What needs to be done –
Which lines in the listing below contain the word "tree"? Report each of them in full, treating uppercase and lowercase letters as distinct.

------------------------------------------------------------------------

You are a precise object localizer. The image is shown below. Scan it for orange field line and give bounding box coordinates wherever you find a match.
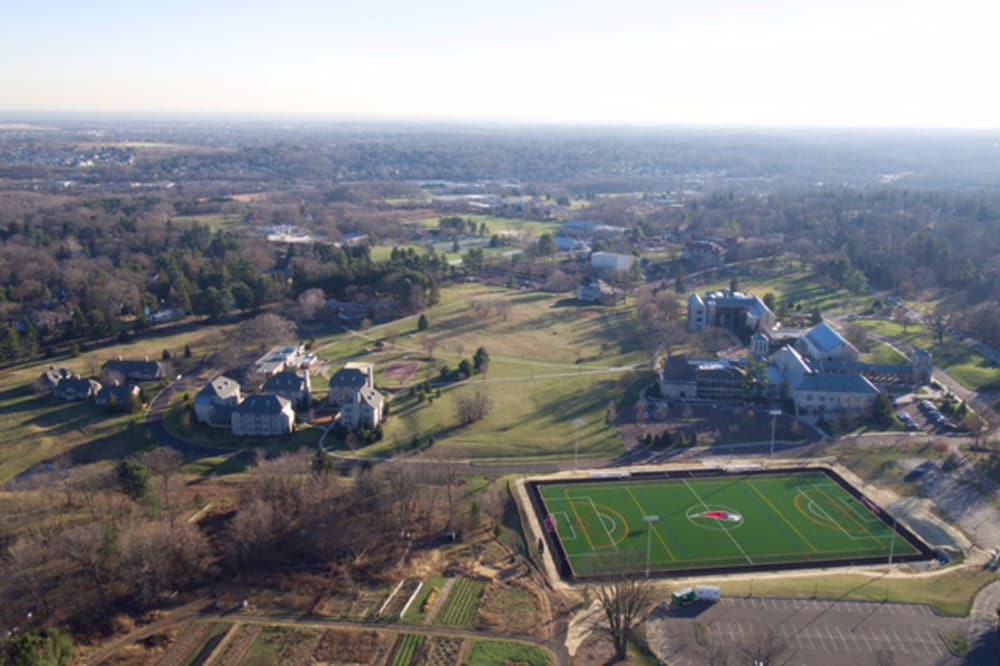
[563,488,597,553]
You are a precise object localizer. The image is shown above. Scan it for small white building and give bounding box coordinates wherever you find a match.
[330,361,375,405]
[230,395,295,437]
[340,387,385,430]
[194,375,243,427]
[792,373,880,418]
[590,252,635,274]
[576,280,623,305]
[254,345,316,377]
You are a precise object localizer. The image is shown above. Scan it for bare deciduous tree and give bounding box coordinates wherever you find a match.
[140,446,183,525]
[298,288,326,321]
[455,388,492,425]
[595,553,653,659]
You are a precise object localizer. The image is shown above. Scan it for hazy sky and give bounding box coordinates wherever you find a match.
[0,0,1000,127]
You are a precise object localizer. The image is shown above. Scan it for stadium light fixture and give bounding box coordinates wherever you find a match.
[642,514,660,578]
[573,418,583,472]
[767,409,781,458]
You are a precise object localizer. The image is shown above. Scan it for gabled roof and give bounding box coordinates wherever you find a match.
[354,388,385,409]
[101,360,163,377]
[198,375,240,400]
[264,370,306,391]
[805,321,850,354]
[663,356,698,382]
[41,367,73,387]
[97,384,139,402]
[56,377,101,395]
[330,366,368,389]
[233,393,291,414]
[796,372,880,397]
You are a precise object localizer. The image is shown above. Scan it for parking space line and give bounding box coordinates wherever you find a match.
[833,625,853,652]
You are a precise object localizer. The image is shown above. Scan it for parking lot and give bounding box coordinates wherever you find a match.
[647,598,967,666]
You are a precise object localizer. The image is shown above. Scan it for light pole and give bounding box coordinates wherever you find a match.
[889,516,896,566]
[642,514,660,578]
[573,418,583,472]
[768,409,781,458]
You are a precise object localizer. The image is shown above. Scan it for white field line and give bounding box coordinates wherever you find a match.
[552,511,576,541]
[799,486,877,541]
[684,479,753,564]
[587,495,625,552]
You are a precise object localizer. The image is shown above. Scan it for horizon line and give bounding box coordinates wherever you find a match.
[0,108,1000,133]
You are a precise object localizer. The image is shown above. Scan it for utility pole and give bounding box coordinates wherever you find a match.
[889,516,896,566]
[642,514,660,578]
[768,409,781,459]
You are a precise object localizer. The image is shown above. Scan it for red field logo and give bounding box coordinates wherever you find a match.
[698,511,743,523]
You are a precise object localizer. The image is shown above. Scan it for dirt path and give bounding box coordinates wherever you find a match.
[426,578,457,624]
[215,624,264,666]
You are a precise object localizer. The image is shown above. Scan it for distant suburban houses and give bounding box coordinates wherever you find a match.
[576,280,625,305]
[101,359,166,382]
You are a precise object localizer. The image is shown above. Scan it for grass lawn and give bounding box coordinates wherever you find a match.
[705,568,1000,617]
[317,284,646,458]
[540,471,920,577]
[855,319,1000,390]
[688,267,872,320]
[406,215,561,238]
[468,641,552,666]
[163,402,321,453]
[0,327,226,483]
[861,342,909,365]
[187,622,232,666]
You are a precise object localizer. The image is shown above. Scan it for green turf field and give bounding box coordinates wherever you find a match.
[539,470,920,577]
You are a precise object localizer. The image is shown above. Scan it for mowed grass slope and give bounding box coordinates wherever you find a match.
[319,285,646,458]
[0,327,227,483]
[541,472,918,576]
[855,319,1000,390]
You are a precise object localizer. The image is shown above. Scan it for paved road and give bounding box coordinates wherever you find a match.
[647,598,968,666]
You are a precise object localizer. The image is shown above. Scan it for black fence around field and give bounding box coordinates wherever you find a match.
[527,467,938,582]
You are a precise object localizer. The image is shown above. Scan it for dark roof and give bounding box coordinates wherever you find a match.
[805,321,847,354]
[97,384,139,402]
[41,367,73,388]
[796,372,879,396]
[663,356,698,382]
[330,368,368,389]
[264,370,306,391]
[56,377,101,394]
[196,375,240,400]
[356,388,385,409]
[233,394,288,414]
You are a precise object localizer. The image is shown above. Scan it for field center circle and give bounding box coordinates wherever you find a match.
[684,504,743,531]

------------------------------------------------------------------------

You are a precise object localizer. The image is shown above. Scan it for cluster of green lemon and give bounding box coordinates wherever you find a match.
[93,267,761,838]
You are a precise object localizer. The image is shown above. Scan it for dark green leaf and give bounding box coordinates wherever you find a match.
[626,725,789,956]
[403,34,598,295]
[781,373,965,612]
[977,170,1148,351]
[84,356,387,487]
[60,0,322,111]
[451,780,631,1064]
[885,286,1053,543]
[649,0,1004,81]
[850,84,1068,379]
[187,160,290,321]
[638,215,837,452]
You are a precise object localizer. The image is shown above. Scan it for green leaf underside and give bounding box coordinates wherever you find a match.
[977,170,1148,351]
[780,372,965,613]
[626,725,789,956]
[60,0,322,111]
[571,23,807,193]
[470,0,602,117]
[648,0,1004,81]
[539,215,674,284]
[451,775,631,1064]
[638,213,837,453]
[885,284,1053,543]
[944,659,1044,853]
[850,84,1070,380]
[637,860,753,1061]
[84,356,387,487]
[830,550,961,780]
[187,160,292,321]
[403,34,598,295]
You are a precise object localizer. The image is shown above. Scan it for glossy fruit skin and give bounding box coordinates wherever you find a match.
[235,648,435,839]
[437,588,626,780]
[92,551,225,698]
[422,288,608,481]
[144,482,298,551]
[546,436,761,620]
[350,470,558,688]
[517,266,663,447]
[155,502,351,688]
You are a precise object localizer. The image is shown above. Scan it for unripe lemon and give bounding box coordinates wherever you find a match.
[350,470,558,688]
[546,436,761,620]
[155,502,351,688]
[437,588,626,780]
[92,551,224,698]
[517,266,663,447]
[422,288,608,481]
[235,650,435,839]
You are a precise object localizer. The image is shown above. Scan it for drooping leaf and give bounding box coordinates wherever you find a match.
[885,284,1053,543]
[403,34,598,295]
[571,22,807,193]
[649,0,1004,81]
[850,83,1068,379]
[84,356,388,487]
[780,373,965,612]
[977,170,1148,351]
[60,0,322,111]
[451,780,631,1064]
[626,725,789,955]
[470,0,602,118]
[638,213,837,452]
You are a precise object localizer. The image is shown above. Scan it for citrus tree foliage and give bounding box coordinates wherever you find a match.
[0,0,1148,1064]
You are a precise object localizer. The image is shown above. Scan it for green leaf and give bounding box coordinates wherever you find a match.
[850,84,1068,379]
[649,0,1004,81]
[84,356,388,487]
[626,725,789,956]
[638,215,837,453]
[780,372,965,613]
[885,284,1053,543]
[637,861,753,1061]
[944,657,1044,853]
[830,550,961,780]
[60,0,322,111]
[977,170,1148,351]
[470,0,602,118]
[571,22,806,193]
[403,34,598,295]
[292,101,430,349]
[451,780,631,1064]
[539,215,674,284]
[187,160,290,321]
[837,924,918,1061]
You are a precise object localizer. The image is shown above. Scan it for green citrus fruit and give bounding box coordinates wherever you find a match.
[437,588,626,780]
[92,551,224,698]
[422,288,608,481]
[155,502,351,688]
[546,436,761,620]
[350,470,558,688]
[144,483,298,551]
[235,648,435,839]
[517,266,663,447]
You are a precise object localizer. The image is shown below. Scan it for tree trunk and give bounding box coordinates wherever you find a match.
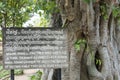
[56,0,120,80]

------------------------------------------------------------------------

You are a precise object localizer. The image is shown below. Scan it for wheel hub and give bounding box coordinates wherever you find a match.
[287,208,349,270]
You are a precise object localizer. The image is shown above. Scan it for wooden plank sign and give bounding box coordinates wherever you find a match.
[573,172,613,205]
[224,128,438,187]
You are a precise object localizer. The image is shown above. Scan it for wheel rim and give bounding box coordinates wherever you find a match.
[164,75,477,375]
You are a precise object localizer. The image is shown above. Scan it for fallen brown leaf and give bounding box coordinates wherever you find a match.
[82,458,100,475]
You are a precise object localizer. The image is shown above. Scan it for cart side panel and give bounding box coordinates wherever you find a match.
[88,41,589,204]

------------------------------------------------------------------------

Written response –
You are a precise object localizer. The image is shown above. Scan it for bare deciduous tree and give bounding box coordinates wherever you find a match.
You are a precise object localizer. The image is shown above. Scan it for citrus tree foliage and give bounding box coordinates wherever you find a match.
You are a precise object localizer. The image is shown below. Scan it for tree trunk and give bounding box coordinates wherever you find a match.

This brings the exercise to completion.